■ **Exercise prompt**
Copy the part of the listing that opens with the line containing "like point(1025, 45)." and closes with the line containing "point(635, 682)". Swap in "boulder" wherever "large rock" appears, and change nothing else.

———

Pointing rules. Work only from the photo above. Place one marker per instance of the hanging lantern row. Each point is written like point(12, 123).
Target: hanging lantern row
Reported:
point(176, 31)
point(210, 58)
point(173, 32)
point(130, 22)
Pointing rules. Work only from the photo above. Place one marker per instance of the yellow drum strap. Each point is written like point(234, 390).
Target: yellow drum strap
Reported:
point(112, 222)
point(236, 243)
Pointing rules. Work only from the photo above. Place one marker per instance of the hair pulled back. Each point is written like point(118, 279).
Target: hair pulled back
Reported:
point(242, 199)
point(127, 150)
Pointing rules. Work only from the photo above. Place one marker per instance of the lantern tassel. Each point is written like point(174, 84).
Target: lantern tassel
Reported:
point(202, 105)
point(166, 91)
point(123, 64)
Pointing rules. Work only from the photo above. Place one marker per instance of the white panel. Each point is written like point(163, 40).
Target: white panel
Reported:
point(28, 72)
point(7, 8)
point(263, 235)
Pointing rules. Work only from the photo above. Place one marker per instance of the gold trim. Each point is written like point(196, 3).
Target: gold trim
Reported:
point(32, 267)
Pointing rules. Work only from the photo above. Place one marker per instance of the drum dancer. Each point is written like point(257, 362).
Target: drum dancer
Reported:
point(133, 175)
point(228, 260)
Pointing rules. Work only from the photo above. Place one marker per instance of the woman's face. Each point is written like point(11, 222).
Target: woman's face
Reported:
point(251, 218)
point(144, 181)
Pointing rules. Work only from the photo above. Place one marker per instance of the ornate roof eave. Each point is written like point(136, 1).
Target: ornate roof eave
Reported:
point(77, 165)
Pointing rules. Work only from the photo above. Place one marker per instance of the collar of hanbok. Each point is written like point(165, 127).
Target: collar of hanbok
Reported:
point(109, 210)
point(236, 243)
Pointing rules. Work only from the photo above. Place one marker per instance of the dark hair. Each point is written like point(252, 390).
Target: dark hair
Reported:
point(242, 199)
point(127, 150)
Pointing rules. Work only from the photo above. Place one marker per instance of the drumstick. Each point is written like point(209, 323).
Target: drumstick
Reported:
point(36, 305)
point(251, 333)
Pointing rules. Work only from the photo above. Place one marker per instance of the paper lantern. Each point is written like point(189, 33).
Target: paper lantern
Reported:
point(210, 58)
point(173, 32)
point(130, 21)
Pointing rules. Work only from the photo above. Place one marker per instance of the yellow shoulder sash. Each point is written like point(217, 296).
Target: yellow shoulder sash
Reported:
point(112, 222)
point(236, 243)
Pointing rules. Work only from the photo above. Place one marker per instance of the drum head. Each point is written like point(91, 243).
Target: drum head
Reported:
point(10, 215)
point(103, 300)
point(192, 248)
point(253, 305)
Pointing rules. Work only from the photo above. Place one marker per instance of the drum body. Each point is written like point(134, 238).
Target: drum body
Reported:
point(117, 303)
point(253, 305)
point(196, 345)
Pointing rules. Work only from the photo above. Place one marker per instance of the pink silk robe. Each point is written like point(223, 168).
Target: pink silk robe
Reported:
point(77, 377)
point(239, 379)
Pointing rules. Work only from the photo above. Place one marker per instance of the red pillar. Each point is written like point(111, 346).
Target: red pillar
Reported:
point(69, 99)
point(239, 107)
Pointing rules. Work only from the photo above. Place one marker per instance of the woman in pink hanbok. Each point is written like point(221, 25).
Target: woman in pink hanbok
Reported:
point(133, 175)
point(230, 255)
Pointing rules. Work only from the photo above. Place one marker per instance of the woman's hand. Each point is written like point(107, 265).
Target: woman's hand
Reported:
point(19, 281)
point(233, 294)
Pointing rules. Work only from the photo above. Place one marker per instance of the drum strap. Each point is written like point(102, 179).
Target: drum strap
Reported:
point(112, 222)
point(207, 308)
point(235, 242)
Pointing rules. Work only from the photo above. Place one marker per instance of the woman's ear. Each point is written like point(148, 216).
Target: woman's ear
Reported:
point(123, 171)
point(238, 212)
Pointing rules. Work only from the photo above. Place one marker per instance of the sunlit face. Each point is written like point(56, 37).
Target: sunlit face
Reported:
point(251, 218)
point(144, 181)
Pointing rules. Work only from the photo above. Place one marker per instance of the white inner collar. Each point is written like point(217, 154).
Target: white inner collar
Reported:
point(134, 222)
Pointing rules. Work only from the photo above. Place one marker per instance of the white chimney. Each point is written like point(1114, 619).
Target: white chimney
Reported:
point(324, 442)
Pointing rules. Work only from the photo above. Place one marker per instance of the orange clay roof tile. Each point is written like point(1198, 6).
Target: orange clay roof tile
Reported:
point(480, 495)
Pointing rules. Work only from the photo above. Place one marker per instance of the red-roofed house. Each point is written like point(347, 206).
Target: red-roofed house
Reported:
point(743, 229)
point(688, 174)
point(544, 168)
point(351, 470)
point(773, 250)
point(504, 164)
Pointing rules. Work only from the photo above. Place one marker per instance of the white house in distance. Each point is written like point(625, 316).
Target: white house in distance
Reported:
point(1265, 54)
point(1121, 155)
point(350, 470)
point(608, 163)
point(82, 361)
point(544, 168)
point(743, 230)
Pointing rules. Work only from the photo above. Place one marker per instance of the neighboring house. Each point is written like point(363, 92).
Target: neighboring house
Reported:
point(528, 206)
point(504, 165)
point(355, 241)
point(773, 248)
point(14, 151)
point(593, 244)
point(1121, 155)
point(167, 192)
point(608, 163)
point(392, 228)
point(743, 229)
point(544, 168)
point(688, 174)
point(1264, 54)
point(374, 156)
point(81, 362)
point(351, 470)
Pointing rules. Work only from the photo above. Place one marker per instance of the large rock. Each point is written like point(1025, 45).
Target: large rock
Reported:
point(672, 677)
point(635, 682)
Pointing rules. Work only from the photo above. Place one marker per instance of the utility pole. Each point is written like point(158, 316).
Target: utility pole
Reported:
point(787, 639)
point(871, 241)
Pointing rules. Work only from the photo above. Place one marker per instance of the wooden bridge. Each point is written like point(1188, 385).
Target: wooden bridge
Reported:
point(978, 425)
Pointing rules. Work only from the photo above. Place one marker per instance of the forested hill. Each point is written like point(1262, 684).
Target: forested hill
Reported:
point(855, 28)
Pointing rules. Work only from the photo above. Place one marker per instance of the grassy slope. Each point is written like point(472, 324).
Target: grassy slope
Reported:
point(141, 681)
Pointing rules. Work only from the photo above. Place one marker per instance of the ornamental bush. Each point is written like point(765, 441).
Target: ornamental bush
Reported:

———

■ **Expected answer**
Pointing rules. Work only from the photo above. Place one marker per instance of the boulder. Each point is written like point(1025, 45).
Target: boulder
Reported:
point(672, 677)
point(635, 682)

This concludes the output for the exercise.